- _Pointing dataset excerpts_:
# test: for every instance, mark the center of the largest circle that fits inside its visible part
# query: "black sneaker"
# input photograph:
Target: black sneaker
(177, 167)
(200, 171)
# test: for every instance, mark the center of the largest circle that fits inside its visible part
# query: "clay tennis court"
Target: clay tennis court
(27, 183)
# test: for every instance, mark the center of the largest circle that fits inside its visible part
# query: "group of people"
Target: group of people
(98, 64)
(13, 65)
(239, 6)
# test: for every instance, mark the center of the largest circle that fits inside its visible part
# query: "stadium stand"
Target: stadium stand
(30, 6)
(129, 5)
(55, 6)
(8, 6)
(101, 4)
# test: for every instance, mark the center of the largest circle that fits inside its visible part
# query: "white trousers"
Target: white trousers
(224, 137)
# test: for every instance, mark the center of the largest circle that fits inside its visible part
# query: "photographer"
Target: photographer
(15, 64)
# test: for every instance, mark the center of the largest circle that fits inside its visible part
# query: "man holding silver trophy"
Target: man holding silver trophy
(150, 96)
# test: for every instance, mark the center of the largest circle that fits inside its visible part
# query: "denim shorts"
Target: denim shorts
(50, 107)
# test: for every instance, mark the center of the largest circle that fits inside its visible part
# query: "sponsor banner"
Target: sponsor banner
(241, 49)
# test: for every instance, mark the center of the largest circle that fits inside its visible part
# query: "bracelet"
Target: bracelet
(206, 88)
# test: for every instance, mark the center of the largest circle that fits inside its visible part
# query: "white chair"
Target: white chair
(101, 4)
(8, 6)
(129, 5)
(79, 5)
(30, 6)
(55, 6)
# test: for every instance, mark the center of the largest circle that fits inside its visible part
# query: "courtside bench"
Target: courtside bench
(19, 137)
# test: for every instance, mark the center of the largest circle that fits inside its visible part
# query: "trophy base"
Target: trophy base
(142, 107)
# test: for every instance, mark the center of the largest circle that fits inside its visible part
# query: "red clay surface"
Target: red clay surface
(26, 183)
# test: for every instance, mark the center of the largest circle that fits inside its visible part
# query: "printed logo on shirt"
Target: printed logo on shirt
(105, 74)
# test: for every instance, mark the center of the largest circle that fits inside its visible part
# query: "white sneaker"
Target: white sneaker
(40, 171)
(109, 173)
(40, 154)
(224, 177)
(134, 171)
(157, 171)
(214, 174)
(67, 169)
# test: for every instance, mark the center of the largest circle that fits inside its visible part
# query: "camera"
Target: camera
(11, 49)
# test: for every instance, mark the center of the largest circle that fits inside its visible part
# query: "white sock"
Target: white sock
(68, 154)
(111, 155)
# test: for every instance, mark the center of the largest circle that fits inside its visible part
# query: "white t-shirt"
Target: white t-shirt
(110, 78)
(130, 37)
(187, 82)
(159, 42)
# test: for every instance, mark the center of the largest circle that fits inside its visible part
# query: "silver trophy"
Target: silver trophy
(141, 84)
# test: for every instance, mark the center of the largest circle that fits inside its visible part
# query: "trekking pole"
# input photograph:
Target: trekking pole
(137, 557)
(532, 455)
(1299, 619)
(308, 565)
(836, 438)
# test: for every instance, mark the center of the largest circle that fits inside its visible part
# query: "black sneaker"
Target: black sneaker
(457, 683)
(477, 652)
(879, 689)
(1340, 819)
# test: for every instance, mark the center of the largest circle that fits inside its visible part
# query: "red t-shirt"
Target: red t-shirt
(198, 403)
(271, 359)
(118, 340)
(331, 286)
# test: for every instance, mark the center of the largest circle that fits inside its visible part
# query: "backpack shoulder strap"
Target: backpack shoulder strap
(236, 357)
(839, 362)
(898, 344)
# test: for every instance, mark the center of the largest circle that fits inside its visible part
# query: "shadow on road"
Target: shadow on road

- _To do_: Copy the material above, line for line.

- _Result for this task_:
# test: for every instance, mark the center of the largest circle that fits inside its visible part
# query: "black sneaker"
# input photograph:
Target: black sneaker
(177, 167)
(200, 171)
# test: for every instance, mark the center of the largest circle that fits inside its visible part
# query: "clay tennis court"
Target: clay tennis court
(27, 183)
# test: for every instance, mark the center of the largest circle that fits inside its visible part
# query: "group of people"
Target: group of people
(98, 64)
(13, 65)
(239, 6)
# test: for every instance, mark the center of the largest circle that fits inside its visible part
# query: "stadium stand"
Target: stadium stand
(30, 6)
(129, 5)
(55, 6)
(8, 6)
(101, 4)
# test: for every instance, mark the center of the largest circle that fits inside its visible part
# query: "white trousers"
Target: white trousers
(224, 137)
# test: for every instance, mark the center of the largest circle that fits inside its visible part
# query: "photographer"
Target: photographer
(15, 64)
# test: for every instance, mark the center of the largest circle that fits inside its visible part
# query: "man holding silver trophy"
Target: man holding silver trophy
(150, 96)
# test: for every instance, mark the center of the largest circle that fits inside its visible part
# query: "denim shorts"
Target: denim shorts
(50, 107)
# test: for every instance, mark the center of the largest circle that fits inside its visible part
# query: "sponsor banner"
Target: sponsor banner
(241, 49)
# test: for every instance, mark the center of the largest circle that fits inside its visible part
# query: "bracelet"
Target: bracelet
(206, 88)
# test: for every instance, mark the center of the largest circle that fits inside its visible part
# query: "white chair"
Target: white chair
(101, 4)
(8, 6)
(129, 5)
(79, 5)
(30, 6)
(55, 6)
# test: for every instance, mark the center of the largest circle that fits inside its visible part
# query: "courtside bench"
Target: courtside bench
(19, 137)
# test: for every instance, mark the center of the largest circle that fits inside its visible part
# query: "trophy base"
Target: trophy base
(142, 107)
# test: for every instance, mark the center of the largest circle that fits inside its visible part
# query: "red clay surface"
Target: red clay surface
(26, 183)
# test: for every instance, mark the center of the largest circle that fits inside its visible part
# query: "printed logo on shirt"
Target: printed logo on shirt
(105, 74)
# test: for every instance, mark the center of the largest circle that fits inside its visible part
# query: "white sneaker"
Target: white sneaker
(40, 171)
(109, 173)
(40, 154)
(224, 177)
(134, 171)
(157, 171)
(214, 174)
(67, 169)
# test: for every instance, mark the center of the largest circle that fits inside its visible part
# query: "camera"
Target: camera
(11, 49)
# test: for every instance, mark the center of the largest circle that fits inside its visible part
# query: "white sock"
Target: white sock
(68, 154)
(111, 155)
# test: for every instance, mark the center of the largest circle that fits inside its visible part
# query: "white t-shirt"
Target: white t-shirt
(110, 78)
(130, 37)
(187, 82)
(159, 42)
# test: for every instance, mark the center of the largest circle that fits inside its visible part
# query: "silver trophy"
Target: silver trophy
(141, 84)
# test: for every instance, mark the center of the largest circle that fits inside its visible part
# query: "trekking pole"
# input photograph:
Target: trekking pole
(137, 557)
(532, 455)
(1299, 619)
(308, 565)
(836, 438)
# test: for every instance, mark the center of the largest circle that fits inside its visible part
# query: "black sneaker"
Target: black sneaker
(457, 683)
(477, 652)
(879, 689)
(1340, 819)
# test: for every instance, mark the center of the largest circle that fits inside its visible part
# query: "red t-shirt"
Target: red t-shirt
(198, 403)
(271, 359)
(118, 340)
(331, 286)
# test: for every instance, mark the center of the largest circle that fits inside its visible part
# query: "backpack shoulder strap"
Target: backpack shoulder strap
(236, 357)
(839, 362)
(898, 344)
# test: for every instance, mark the center of the largest circle that fits inside its visible part
# query: "shadow on road"
Target: shadow on road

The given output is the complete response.